WHAT TO DO:
A single figure is wanted: the count of lines below containing the string "player".

Collected data entries:

>>

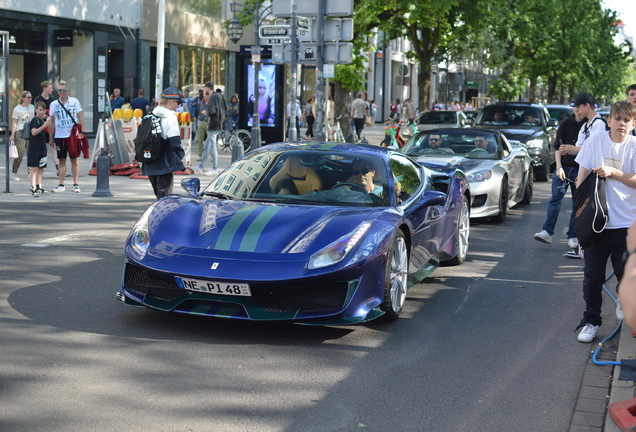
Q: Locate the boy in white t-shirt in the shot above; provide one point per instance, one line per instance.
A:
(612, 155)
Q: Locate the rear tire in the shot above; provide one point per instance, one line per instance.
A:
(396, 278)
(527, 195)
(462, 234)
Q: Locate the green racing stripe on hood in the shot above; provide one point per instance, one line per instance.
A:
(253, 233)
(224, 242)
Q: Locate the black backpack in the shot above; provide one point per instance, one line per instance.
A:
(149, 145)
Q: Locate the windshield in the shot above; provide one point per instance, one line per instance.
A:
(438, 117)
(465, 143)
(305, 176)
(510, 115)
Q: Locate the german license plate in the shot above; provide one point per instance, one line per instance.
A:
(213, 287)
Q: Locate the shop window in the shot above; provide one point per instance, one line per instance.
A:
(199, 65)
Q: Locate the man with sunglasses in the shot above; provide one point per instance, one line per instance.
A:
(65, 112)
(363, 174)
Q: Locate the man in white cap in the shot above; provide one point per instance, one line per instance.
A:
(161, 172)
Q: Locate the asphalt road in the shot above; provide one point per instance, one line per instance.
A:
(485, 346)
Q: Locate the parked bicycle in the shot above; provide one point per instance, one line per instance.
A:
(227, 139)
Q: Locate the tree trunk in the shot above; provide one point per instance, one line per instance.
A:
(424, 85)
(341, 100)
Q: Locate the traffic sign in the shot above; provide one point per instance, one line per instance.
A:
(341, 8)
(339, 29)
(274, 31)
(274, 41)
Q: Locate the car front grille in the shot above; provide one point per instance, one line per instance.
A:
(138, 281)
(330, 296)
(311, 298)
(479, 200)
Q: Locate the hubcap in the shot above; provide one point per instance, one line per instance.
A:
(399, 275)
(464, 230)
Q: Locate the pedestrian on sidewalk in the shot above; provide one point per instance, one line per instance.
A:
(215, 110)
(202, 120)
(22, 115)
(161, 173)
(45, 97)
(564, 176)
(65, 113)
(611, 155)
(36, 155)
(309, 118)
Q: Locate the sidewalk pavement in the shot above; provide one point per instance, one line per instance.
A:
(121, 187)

<<
>>

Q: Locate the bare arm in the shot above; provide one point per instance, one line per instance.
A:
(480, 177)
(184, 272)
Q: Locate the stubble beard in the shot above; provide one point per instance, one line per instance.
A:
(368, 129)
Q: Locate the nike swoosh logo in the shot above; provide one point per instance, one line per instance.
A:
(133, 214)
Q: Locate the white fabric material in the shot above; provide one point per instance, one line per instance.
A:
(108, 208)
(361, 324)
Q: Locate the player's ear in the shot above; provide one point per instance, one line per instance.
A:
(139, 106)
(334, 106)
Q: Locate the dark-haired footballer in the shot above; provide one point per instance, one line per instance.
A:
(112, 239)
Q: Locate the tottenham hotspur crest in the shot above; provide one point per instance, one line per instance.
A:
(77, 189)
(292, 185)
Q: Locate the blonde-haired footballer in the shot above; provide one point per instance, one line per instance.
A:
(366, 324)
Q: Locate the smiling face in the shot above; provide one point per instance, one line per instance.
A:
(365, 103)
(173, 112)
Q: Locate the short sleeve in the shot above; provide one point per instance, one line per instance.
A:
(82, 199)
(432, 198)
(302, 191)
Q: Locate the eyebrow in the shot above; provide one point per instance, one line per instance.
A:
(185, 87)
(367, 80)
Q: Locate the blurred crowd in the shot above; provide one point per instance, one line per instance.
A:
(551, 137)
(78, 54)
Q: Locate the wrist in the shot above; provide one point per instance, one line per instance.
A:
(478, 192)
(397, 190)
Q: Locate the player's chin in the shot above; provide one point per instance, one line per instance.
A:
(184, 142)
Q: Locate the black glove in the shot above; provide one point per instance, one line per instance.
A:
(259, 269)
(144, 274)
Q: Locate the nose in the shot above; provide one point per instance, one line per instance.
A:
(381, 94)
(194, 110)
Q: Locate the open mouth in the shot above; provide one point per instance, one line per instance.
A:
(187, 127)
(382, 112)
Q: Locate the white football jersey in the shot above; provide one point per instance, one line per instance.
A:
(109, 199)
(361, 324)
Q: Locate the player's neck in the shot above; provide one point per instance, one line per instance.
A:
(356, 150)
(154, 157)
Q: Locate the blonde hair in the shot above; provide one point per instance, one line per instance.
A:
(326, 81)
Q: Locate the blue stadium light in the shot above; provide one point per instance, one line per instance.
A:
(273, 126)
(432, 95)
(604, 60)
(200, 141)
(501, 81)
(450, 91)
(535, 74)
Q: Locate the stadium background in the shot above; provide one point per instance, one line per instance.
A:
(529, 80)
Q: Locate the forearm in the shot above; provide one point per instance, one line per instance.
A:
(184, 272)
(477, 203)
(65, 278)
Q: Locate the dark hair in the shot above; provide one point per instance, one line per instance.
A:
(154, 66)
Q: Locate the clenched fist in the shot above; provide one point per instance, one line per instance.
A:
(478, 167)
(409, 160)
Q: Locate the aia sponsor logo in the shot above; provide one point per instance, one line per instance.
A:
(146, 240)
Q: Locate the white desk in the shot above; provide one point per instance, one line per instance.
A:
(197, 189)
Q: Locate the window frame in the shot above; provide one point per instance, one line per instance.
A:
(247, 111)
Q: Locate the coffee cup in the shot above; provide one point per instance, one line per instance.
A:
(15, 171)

<<

THE COMPLETED TASK:
3